# Source
** BEGIN **

Often we learn phrases such as “Please Excuse My Dear Aunt Sally” to help remember the order of these operations, but this guideline glosses over a few important details. Let’s take a look at each of the operations in more detail.

1.1.1: Parentheses

There are two important details to focus on with parentheses: nesting and “implied parentheses.” Let’s take a look at an example of nested parentheses first:

Here we see a set of parentheses “nested” inside of a second set of parentheses. When we see this, we want to start with the inside set of parentheses first:

Example \(\PageIndex{1}\): Nested Parentheses

Evaluate

\[\label{eq:1}2\times(3+(4\times 2))\]

Solution

Here we see a set of parentheses “nested” inside of a second set of parentheses. When we see this, we want to start with the inside set of parentheses first.

** END **

Answer these questions from the order-of-operations text:
1. What phrase does it give as a way to remember the order of operations?
2. What two details about parentheses does it single out?
3. When one set of parentheses is nested inside another, which set should be worked first?
The entries have no connection to the order-of-operations text.

# Entries provided
** BEGIN **

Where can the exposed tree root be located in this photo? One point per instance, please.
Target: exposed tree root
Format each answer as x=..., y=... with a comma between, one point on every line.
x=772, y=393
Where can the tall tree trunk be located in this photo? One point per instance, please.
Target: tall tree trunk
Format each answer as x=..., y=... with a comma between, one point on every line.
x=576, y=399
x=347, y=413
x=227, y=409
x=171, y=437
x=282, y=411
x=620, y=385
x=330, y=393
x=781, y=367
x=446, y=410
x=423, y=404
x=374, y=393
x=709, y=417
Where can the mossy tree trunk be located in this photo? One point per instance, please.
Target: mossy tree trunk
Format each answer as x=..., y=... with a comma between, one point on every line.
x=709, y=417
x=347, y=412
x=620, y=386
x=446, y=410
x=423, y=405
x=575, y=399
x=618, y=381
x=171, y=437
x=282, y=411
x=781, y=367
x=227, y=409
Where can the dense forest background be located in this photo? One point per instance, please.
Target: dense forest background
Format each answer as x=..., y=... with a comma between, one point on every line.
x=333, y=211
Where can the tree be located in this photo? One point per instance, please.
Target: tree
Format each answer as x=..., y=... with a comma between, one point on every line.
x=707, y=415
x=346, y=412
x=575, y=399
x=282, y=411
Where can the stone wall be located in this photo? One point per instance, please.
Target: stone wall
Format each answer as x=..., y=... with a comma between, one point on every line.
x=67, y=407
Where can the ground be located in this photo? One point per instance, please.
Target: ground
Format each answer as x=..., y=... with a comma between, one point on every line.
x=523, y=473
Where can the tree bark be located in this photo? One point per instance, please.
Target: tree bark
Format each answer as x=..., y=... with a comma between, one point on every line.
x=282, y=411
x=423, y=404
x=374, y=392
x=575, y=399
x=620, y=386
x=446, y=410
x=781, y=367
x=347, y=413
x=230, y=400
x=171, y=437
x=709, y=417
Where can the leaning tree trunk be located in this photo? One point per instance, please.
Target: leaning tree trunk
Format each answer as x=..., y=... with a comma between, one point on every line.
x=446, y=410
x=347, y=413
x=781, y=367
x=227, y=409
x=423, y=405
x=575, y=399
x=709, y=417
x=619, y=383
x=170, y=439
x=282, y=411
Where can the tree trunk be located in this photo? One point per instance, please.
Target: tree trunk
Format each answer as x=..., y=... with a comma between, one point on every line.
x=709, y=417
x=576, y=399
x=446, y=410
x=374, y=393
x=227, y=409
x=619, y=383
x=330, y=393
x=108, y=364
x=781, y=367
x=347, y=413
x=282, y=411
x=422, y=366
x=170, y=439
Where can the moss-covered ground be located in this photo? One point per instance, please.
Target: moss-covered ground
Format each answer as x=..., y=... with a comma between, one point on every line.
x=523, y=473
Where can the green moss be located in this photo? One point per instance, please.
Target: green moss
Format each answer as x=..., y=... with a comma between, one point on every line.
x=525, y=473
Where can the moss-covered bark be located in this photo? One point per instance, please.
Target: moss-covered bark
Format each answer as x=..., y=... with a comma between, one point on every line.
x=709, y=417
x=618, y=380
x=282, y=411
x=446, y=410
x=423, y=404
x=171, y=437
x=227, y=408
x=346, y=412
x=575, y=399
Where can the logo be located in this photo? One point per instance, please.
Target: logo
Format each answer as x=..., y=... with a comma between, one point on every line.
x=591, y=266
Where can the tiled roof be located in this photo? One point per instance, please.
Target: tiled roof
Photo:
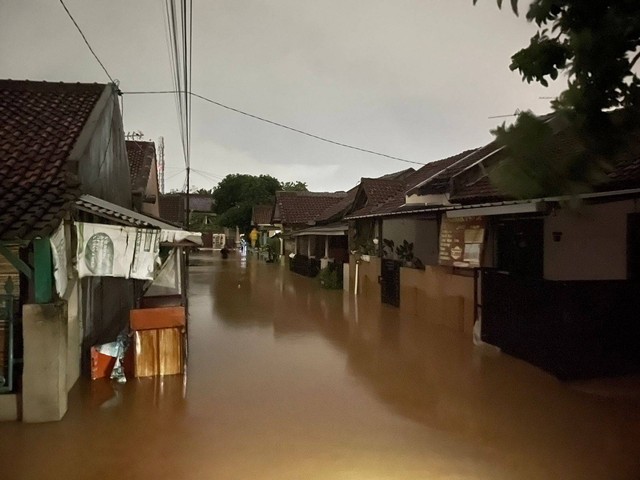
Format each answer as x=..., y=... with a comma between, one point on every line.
x=625, y=174
x=172, y=205
x=199, y=202
x=141, y=156
x=394, y=203
x=39, y=125
x=261, y=215
x=172, y=208
x=439, y=182
x=338, y=210
x=300, y=208
x=376, y=192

** END **

# Exercise answer
1. "Please Excuse My Dear Aunt Sally"
2. Nesting and "implied parentheses"
3. The inside set